Unraveling my miserable fail...

Okay...rider column:

(-) Choosing to start at the front again. (kind of seriously stupid though I thought I had logic working for me...because getting a pocket to ourselves near the front worked previously)
(no....really stupid) *ding ding ding*! (I WILL START IN THE BACK FOR THE REST OF THE SEASON) *ding ding ding* (yes I'm slow ladies, but pour enough water on me and I eventually get wet enough to grab an umbrella or a wet suit).

(-) Missing the trail ribbon for the first turn (kind of stupid) (missing the next ribbon (super stupid)
(just start slow ninny head and get your bearings)*ding ding ding*!

Any experienced riders out there care to share what ribbon placement means when the ribbon is here, there, or elsewhere because I'm seriously missing something in the equation???

(+) I felt wonderfully balanced riding, no tipping forward, and comfortable at all three gaits. Compared to last year this is a stellar improvement.

(+) Saddle pad was working great, the skito is going to do it. No bumps.

◆ **Stated problem 1**: In the ride write-up, at how many gaits did the rider feel comfortable?
◆ **Stated problem 2**: Revise the ride write-up passage starting at "Any experienced riders" and ending at "a stellar improvement.", changing "experienced riders" to "seasoned riders".
The records that come next have no connection to the ride write-up.

◆ **Record extracts**:
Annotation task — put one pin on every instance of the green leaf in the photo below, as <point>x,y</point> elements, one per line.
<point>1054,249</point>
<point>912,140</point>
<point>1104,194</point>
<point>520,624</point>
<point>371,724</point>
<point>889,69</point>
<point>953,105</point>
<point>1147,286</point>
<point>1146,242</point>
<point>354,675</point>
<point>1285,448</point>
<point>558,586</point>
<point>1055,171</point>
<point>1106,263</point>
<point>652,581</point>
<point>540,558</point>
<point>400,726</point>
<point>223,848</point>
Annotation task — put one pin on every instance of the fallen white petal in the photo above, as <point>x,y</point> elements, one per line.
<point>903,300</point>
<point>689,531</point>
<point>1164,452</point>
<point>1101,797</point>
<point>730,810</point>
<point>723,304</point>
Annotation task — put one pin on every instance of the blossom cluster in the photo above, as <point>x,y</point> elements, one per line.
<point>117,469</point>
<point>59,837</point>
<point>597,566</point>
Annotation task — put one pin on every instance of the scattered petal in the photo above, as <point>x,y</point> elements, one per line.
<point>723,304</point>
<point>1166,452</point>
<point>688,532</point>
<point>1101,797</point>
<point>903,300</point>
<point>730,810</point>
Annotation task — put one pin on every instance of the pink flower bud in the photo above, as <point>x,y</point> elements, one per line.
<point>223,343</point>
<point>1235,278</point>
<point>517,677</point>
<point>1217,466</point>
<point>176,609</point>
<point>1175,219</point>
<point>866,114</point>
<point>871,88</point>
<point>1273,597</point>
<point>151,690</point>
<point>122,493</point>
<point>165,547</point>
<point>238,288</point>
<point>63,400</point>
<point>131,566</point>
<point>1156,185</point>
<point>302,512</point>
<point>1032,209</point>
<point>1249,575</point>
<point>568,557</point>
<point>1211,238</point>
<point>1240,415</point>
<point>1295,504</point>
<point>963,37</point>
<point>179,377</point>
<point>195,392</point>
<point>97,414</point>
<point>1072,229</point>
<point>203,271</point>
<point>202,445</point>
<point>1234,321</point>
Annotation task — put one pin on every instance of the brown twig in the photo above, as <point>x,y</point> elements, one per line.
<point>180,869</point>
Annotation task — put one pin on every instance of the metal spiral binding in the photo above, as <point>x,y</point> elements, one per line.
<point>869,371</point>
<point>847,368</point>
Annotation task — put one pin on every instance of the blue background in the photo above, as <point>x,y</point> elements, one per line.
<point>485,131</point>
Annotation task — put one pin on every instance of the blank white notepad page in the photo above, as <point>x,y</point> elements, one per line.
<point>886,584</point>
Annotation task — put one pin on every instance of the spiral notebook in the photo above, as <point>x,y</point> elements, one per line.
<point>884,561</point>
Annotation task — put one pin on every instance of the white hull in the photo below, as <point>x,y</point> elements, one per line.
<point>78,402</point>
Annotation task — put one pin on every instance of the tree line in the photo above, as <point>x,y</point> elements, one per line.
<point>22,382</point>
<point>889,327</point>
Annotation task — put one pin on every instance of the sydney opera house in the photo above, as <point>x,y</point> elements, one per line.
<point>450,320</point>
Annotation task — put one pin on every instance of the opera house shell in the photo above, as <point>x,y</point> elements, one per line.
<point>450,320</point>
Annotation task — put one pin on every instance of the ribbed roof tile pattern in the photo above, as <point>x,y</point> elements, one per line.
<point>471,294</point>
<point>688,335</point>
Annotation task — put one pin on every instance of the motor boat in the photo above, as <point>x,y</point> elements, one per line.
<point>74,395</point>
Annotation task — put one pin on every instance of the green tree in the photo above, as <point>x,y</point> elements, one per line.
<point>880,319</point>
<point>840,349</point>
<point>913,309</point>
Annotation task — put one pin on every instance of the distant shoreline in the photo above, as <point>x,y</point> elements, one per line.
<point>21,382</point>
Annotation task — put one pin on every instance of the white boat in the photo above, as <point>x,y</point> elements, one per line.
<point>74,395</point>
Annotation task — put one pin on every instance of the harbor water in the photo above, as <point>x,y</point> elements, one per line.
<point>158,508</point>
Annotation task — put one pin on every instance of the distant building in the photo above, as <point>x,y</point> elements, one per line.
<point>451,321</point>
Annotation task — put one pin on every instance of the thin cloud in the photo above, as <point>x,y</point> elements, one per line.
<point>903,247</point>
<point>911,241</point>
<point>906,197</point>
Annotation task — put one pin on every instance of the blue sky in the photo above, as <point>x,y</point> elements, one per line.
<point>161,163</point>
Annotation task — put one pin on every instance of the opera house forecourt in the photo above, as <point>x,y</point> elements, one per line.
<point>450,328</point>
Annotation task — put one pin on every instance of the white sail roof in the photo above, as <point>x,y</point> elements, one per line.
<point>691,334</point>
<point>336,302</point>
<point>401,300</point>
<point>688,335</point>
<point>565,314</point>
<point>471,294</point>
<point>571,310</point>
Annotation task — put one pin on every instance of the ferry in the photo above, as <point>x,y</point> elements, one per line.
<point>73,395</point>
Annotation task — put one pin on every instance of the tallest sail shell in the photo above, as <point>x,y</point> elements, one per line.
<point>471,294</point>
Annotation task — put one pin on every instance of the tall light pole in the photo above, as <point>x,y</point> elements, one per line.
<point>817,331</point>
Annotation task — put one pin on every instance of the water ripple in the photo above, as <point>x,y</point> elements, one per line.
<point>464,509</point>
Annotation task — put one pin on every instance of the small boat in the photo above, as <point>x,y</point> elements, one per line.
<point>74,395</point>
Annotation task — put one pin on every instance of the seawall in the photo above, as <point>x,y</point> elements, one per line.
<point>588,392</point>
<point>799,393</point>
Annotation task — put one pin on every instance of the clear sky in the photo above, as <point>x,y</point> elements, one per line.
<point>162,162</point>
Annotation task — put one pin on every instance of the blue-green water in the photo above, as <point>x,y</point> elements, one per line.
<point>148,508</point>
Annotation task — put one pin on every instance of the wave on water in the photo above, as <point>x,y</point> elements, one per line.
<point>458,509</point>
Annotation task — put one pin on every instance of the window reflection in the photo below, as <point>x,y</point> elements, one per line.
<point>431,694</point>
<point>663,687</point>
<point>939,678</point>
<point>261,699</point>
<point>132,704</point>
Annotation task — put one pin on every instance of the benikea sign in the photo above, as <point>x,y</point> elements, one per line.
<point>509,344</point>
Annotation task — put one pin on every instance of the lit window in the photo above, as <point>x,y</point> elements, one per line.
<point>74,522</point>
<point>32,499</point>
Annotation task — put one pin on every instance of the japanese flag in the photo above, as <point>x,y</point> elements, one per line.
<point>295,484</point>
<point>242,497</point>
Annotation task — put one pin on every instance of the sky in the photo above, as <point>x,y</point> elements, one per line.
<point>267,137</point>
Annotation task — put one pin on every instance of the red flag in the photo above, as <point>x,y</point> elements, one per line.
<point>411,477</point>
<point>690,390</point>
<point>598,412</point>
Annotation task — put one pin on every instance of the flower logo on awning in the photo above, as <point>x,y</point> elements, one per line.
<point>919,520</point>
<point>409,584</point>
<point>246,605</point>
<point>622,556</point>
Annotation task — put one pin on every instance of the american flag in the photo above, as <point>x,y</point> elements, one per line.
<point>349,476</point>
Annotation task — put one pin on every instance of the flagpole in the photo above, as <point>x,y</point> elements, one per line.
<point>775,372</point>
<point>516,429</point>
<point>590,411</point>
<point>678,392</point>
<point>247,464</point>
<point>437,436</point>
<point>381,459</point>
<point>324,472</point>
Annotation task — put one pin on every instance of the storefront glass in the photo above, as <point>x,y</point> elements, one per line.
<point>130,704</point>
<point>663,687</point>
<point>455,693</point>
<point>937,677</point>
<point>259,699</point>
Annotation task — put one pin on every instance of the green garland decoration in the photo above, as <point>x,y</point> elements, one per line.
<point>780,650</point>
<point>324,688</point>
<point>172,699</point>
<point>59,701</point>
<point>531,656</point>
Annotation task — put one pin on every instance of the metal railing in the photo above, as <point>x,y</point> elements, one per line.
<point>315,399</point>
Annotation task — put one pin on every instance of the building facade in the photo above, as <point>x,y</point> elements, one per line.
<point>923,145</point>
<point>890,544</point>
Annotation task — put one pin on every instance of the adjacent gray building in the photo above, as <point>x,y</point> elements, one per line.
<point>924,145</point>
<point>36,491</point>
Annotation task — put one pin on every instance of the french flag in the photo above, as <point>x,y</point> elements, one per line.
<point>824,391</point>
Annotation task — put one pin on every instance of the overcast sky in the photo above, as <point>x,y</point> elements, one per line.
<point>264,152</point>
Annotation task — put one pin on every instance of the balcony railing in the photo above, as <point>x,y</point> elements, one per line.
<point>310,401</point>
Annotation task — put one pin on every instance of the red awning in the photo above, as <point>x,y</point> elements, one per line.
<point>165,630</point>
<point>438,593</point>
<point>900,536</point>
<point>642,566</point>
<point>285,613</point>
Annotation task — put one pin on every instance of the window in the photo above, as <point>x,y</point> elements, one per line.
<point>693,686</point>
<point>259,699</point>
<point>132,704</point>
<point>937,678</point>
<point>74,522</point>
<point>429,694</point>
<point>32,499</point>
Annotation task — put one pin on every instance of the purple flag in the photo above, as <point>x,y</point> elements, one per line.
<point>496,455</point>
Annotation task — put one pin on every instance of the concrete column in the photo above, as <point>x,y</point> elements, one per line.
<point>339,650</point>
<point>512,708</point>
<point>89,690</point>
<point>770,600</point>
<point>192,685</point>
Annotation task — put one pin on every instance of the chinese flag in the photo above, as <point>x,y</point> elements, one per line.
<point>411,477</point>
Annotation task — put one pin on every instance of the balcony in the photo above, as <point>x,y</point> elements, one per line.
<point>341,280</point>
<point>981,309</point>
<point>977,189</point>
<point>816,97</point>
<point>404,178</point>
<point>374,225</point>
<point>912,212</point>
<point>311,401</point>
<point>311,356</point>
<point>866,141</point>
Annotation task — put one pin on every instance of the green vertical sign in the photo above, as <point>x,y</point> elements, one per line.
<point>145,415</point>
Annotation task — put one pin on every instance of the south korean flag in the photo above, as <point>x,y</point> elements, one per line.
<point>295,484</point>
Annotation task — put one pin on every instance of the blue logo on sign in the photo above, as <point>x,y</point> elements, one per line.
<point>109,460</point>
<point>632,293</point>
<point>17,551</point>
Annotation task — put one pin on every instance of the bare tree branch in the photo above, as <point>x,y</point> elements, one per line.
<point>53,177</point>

◆ **Exercise answer 1**: All three gaits.

◆ **Exercise answer 2**:
Any seasoned riders out there care to share what ribbon placement means when the ribbon is here, there, or elsewhere because I'm seriously missing something in the equation???

(+) I felt wonderfully balanced riding, no tipping forward, and comfortable at all three gaits. Compared to last year this is a stellar improvement.